* _RECORD LIST_:
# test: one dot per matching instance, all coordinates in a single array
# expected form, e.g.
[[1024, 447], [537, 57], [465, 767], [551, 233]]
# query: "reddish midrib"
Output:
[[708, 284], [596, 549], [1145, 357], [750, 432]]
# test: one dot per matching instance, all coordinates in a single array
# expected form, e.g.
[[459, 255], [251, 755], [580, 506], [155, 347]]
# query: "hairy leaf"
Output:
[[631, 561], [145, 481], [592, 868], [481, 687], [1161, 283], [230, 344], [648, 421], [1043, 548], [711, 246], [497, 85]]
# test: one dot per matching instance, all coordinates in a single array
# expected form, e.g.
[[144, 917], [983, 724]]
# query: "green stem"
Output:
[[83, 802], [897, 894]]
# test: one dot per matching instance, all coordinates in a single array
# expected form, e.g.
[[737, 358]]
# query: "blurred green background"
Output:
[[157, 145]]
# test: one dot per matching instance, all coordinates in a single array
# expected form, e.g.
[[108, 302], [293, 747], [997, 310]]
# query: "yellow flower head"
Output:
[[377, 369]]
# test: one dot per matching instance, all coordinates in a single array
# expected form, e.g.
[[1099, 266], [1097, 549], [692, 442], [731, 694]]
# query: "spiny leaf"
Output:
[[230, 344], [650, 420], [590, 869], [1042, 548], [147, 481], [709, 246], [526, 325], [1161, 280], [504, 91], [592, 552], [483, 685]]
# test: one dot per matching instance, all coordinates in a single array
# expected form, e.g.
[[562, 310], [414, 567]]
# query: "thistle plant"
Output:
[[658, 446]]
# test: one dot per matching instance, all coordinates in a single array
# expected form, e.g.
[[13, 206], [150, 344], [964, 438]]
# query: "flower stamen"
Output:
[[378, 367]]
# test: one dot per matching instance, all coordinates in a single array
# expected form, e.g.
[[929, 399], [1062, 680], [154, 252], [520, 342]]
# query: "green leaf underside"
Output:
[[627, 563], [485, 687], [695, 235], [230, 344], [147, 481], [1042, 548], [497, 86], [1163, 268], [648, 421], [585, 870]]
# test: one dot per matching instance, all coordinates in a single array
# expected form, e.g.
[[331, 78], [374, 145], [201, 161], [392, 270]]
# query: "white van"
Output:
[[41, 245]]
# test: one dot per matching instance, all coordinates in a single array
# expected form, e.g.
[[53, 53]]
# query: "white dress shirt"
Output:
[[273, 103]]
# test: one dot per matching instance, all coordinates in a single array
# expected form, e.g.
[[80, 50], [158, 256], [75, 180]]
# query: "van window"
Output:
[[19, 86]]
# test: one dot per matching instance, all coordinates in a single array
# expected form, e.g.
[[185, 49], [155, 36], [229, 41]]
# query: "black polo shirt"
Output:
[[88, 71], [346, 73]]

* _TO BE DONE_: Update all of the material above by replacing "expected form" with "sample format" everywhere it appears, and leave everything else unchanged.

* _WRITTEN RESPONSE_:
# test: one dot per matching instance, all coordinates in a single array
# sample format, e.g.
[[1024, 447], [537, 57], [465, 767], [551, 233]]
# query: "reddish midrib"
Output:
[[708, 284], [596, 549], [1145, 357], [750, 432]]
# test: one dot per matching instance, all coordinates in a single array
# sample format, e.g.
[[459, 255], [251, 755], [580, 506], [155, 347]]
# query: "hairy leaf"
Output:
[[631, 561], [145, 481], [592, 868], [481, 687], [1161, 283], [230, 344], [648, 421], [1043, 548], [711, 246], [497, 85]]
# test: one dot per matching instance, all coordinates in a single array
# sample format, e.g.
[[144, 917], [983, 724]]
# query: "green stem"
Output:
[[83, 802], [897, 894]]
# test: one dot per matching instance, all coordinates in a single array
# sample format, e.g.
[[737, 358]]
# query: "blurred green background"
Output:
[[157, 145]]
# test: one dot per matching instance, all coordinates in a single array
# sample format, e.g.
[[108, 302], [293, 747], [997, 310]]
# query: "yellow flower head"
Output:
[[377, 369]]
# test: one dot per matching instance, all coordinates in a single array
# sample format, e.g.
[[1099, 266], [1097, 549], [692, 442], [731, 694]]
# query: "spiny leaf"
Output:
[[230, 344], [650, 420], [590, 869], [1042, 548], [147, 481], [709, 246], [526, 325], [1161, 280], [504, 91], [592, 552], [483, 685]]
# test: one dot per matching instance, all coordinates in a single array
# sample format, e.g.
[[562, 310], [414, 567]]
# query: "thistle plant"
Output:
[[658, 446]]
# test: one dot per matching instance, all coordinates in a single array
# sample format, e.g.
[[13, 206], [150, 344], [964, 438]]
# query: "flower stamen"
Output:
[[378, 367]]
# test: one dot per matching instance, all coordinates in a single array
# sample format, e.g.
[[929, 399], [1062, 680], [154, 252], [520, 342]]
# query: "green leaf underside"
Output:
[[627, 563], [485, 687], [695, 235], [230, 344], [147, 481], [1042, 548], [497, 86], [1163, 268], [648, 421], [585, 870]]
# test: one dot per matching instance, all coordinates in a single array
# sample format, e.g.
[[331, 78], [374, 145], [201, 161], [392, 270]]
# query: "white van"
Output:
[[41, 245]]
# test: one dot per matching instance, all coordinates in a single array
# sample format, e.g.
[[53, 53]]
# query: "white dress shirt"
Output:
[[273, 103]]
# test: one dot per matching instance, all coordinates in a single array
# sample format, e.g.
[[80, 50], [158, 256], [75, 180]]
# query: "van window"
Output:
[[19, 86]]
# test: one dot per matching instance, all coordinates in a single array
# sample format, e.g.
[[185, 49], [155, 36], [229, 41]]
# query: "black polo shirt"
Output:
[[88, 71], [346, 73]]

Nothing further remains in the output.